** To do **
1 > According to the swish-e forum reply, which third-party programs come bundled with the Windows distribution of swish-e?
2 > Using the swish-e forum reply, explain why Nick has to install third-party programs for Linux.
3 > Continue the swish-e forum reply after its last sentence.

** Extract provided **
--- Start ---

Nick scribbled on 5/6/05 2:54 PM:
> I currently have swish-e 2.4.3 up and working. It appears to be working
> fine (with a small set of files) but indexing all my files is taking a
> really long time.
you're right. should not be taking that long.
>
> I am somewhat confused at the best (for speed) way to setup indexing. I
> have read through all the docs (or at least I think I did), and I am still
> somewhat confused at the best way to setup the filters.
as luck has it, I spent the morning working on the docs. So at least I have it
fresh in my head (which may not mean much).
swish-e does not know about non-text files like .pdf, .doc, .xls and .ppt. You
need some 3rd party programs to convert those to text so that swish-e can index
them. For the windows distrib of swish-e, some of those 3rd party apps are
bundled in: xpdf and catdoc (see the note here:
http://swish-e.org/download/index.html). Since you're using Linux and mouting
the windows volume remotely, you need to install the 3rd party apps for Linux. I
think the filters/README file talks about that (I haven't gotten to that doc
revision yet...).
You're also calling swish-e with the default -S fs method (since you don't
specify one explicitly). You probably want -S prog, in order to get your docs
filtered with the 3rd party apps.

--- End ---

** Material provided **
--- Start ---

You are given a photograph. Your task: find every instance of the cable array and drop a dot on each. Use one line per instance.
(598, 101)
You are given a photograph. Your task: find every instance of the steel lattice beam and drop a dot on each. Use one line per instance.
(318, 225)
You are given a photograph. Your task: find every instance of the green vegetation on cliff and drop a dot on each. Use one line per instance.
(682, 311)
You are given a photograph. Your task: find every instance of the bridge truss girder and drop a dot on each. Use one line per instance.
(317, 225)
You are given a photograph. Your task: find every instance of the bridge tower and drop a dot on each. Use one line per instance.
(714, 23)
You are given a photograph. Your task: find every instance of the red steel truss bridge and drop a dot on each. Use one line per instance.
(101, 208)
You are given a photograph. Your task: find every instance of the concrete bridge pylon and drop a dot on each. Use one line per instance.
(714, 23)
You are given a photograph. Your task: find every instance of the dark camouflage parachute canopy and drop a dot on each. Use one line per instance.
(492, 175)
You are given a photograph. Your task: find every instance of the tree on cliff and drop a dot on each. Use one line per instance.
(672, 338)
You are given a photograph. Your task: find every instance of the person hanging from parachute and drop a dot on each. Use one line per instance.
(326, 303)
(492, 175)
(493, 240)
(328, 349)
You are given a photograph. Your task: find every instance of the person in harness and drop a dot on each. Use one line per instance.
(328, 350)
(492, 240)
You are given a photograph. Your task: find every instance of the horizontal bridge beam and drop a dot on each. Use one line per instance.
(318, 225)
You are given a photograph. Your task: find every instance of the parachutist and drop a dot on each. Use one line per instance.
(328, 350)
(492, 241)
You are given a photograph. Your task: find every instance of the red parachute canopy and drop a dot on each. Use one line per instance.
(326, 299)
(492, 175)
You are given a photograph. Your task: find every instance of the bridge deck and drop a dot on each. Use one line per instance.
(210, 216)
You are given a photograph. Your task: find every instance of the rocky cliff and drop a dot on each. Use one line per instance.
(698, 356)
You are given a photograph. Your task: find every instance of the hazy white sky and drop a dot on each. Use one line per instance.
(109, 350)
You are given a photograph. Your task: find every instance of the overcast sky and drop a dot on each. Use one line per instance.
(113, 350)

--- End ---

** Response list **
1 > xpdf and catdoc.

2 > Swish-e cannot read non-text files like .pdf, .doc, .xls and .ppt, so it needs third-party programs to convert them to text. Those programs are bundled only with the Windows distribution, and Nick is running Linux and mounting the Windows volume remotely.

3 >
A few things I would try:
1. make sure the SWISH::Filter class is in your Perl include path:
% export PERL5LIB=/usr/local/lib/swish-e # bash, bourne shells
% setenv PERL5LIB /usr/local/lib/swish-e # csh, tcsh
2. index with this command instead:
swish-e -c /etc/swish.conf -S prog -i DirTree.pl
3. if you're going to index every night, but the binary docs (pdf, .doc, etc)
don't change that often, consider caching the filtered output. The filtering
causes the most overhead: a new forked process for each doc.
you can cache output with the DirTree.pl script, or roll your own.
4. like I mentioned, I'm working on the docs even now, so if there are specific
ways you think that they could be improved, post back to the list.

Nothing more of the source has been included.